▶ Exercise 1: From the passage below about the book on writing down myths, please list the Western European mythographies that the text says most of the essays focus on.

▶ Text to read:

Originally presented as a symposium of the same title held at UCLA in 2009, Writing Down the Myths addresses the collection and literarization of myth—mythography, as opposed to mythology. Of the fifteen essays, all but one deal with Indo-European traditions, and the majority focus on the mythographies of Western Europe: Greek and Roman, Celtic/British, and Germanic. Interestingly, the essays on Hittite and Hindu mythologies find that mythography per se is [End Page 352] a dead end in these fields; H. Craig Melchert, in “Motivations for Hittite Mythological Texts,” concludes that the context for writing down Hittite myths is so irretrievably lost that the question is moot, whereas Stephanie W. Jamieson, in “India and the Graphy O’ Myth,” argues that the important and ongoing oral tradition of Hinduism makes the distinction between mythology and mythography a false one. In other words, the former is so antique as to be inaccessible, while the latter is so alive as to be uncapturable.

▶ Location identification entries:
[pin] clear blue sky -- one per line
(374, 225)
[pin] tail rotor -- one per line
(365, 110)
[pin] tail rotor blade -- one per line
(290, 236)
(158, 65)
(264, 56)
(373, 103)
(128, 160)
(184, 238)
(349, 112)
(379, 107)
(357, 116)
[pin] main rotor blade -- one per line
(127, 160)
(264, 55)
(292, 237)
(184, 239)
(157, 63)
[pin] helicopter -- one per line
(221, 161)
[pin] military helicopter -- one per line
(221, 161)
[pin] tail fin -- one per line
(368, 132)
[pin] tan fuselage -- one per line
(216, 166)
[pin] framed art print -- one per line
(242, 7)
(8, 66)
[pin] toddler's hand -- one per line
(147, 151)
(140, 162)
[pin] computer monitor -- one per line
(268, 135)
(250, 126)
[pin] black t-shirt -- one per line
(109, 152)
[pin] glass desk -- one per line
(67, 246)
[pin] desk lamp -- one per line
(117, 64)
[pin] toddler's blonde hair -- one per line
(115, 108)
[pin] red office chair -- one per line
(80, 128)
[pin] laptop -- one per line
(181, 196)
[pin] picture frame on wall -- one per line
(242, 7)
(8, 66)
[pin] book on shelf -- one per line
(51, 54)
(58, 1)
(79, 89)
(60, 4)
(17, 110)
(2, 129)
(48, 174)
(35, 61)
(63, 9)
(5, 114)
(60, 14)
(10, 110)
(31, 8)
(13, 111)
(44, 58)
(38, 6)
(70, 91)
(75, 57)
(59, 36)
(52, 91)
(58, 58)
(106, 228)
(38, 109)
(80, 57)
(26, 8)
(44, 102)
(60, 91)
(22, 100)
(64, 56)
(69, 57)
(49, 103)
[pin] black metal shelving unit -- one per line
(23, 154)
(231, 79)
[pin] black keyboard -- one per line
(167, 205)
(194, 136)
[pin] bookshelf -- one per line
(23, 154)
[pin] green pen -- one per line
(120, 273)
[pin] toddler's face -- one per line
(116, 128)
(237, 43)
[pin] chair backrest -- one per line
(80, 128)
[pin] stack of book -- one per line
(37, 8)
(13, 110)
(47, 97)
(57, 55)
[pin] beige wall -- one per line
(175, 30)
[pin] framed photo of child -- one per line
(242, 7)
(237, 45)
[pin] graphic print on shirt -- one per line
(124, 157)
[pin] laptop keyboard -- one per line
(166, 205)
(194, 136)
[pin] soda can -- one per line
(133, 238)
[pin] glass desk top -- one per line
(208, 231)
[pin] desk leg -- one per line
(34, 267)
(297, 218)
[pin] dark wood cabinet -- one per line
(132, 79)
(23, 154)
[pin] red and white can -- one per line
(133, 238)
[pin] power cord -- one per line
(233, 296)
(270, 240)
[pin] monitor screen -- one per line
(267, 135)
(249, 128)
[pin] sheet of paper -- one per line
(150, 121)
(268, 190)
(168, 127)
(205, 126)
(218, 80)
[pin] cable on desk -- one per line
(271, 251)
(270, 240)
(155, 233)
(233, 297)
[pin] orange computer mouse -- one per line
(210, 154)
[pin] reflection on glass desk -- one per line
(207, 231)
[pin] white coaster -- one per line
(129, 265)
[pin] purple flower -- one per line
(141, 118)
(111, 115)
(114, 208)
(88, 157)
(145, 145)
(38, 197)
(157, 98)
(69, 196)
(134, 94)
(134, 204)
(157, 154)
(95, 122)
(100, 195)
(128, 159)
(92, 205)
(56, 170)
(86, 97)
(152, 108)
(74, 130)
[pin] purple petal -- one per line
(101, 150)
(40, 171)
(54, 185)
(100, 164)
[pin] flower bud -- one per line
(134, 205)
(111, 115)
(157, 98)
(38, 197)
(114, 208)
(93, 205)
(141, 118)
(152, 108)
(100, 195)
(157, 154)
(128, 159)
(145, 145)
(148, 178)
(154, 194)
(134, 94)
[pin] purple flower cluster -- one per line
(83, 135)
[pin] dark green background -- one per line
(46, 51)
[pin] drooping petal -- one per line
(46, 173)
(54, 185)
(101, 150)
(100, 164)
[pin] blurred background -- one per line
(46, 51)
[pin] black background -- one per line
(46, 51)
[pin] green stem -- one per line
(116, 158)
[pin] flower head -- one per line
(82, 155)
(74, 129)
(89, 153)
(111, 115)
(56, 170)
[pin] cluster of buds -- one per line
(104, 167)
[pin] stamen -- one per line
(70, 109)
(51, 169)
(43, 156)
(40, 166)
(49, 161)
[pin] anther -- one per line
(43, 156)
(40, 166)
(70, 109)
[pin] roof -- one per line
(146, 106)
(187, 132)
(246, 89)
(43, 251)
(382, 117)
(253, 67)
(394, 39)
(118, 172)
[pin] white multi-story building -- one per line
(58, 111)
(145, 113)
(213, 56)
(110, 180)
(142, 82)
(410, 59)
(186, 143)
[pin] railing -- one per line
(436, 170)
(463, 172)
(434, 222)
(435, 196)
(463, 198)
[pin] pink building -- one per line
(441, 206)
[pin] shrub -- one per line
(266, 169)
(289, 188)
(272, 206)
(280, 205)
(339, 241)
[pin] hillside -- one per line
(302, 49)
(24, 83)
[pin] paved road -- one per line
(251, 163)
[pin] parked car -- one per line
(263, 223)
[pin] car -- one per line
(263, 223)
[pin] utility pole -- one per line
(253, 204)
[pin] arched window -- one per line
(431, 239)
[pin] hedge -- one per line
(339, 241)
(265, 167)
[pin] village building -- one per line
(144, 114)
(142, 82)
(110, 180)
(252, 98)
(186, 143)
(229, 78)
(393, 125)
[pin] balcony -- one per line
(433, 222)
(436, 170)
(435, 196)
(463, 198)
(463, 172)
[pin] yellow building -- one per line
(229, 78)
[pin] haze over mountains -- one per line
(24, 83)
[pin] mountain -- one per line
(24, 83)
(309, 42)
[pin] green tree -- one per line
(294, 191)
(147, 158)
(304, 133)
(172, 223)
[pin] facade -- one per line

▶ Exercise 2: Pull out every line of the records above that contains the string "toddler".

▶ Full answer 1:
- Greek and Roman
- Celtic/British
- Germanic

▶ Full answer 2:
[pin] toddler's hand -- one per line
[pin] toddler's blonde hair -- one per line
[pin] toddler's face -- one per line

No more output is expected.